▶ _PROMPT_
Copy out every entry, keeping each character the same.

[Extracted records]
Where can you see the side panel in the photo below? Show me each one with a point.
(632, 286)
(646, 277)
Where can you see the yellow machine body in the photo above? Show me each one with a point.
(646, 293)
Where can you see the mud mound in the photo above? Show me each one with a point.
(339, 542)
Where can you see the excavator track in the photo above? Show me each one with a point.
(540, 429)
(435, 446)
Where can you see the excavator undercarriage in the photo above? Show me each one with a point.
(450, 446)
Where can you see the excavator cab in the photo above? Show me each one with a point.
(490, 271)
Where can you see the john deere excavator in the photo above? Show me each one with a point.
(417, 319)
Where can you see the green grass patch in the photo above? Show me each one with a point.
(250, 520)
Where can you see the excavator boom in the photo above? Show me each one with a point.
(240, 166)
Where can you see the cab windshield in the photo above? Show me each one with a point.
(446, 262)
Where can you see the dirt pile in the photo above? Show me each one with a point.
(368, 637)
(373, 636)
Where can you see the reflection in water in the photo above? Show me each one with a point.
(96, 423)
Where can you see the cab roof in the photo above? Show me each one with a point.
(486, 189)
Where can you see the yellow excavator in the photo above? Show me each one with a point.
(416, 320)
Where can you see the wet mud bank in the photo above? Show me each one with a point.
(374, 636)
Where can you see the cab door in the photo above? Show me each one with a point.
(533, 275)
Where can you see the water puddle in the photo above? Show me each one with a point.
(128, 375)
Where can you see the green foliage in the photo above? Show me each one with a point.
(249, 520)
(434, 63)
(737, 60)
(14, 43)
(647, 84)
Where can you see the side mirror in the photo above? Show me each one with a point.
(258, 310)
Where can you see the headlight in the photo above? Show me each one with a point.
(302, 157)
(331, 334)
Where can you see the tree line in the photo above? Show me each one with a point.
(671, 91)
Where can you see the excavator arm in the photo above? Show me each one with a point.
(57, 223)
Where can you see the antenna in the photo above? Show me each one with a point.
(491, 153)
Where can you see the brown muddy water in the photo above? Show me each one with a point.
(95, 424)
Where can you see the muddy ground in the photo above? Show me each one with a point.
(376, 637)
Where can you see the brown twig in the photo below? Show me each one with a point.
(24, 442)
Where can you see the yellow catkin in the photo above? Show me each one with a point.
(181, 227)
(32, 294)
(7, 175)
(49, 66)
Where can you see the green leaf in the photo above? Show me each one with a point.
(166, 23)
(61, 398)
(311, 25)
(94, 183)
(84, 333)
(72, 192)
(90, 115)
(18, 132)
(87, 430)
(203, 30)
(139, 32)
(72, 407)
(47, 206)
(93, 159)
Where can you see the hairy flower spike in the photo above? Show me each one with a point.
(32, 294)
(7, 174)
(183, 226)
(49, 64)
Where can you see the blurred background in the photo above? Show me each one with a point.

▶ _REPLY_
Where can you see the side panel in the photo below? Show me each one with a point.
(632, 286)
(646, 277)
Where can you see the yellow machine body in the photo above? Show me each one with a point.
(646, 293)
Where can you see the mud mound in the photo above? Show me each one with a point.
(339, 542)
Where can you see the excavator track in the photo above? Show me each one with a point.
(540, 429)
(435, 446)
Where can you see the excavator undercarriage in the photo above? Show me each one with a point.
(450, 446)
Where can you see the excavator cab in the photo above? Show me each one with a point.
(490, 271)
Where can you see the john deere excavator in the photo above? Show me each one with a point.
(417, 319)
Where can you see the green grass patch in the photo above? Show me each one with a point.
(250, 520)
Where can you see the excavator boom in the photo above? Show me each one with a point.
(240, 166)
Where can you see the cab windshield in the photo above? Show me each one with a point.
(446, 262)
Where can you see the dirt pile in the photo above? Show me each one with a point.
(368, 637)
(373, 636)
Where can you see the reflection in water in the photo above? Show me each one with a point.
(96, 423)
Where can you see the cab roof in the photo above? Show me each one with a point.
(486, 189)
Where can you see the yellow excavator in the photo above? Show me each one with a point.
(416, 320)
Where can you see the wet mud bank in the photo above? Show me each one with a point.
(374, 636)
Where can you see the cab door in the photo above? Show me each one with a point.
(533, 275)
Where can you see the water puddle in the photo above? Show me each one with a point.
(128, 375)
Where can you see the green foliage in the photo above? Show me each one with a point.
(249, 520)
(434, 63)
(737, 60)
(14, 43)
(647, 84)
Where can you see the side mirror in the photo above? Show me each one with a point.
(258, 310)
Where can you see the headlight in the photo above? Show me each one with a point.
(302, 157)
(331, 334)
Where can you see the tree line in the photo above? Show me each one with a point.
(671, 91)
Where can you see the excavator arm in the photo above? Show me each one with a point.
(57, 223)
Where can you see the antenna in the photo above? Show me each one with a point.
(491, 153)
Where can you see the brown muddy water in the photo above? Show me each one with a point.
(95, 424)
Where can you see the muddy ground in the photo above? Show me each one with a point.
(376, 637)
Where can you see the brown twig in the photo below? Show me each one with a point.
(24, 442)
Where can you see the yellow catkin in the photo above? Show me each one with a point.
(181, 227)
(32, 294)
(7, 175)
(49, 66)
Where can you see the green leaf in the photo above? Show me each one with a point.
(166, 23)
(61, 398)
(311, 25)
(94, 183)
(84, 333)
(72, 192)
(90, 115)
(18, 132)
(87, 430)
(203, 30)
(139, 32)
(72, 407)
(47, 206)
(93, 159)
Where can you see the hairy flower spike in the photo above? Show me each one with a point.
(32, 294)
(7, 174)
(183, 226)
(49, 64)
Where can you see the blurred background in the photo above? Show me each one with a point.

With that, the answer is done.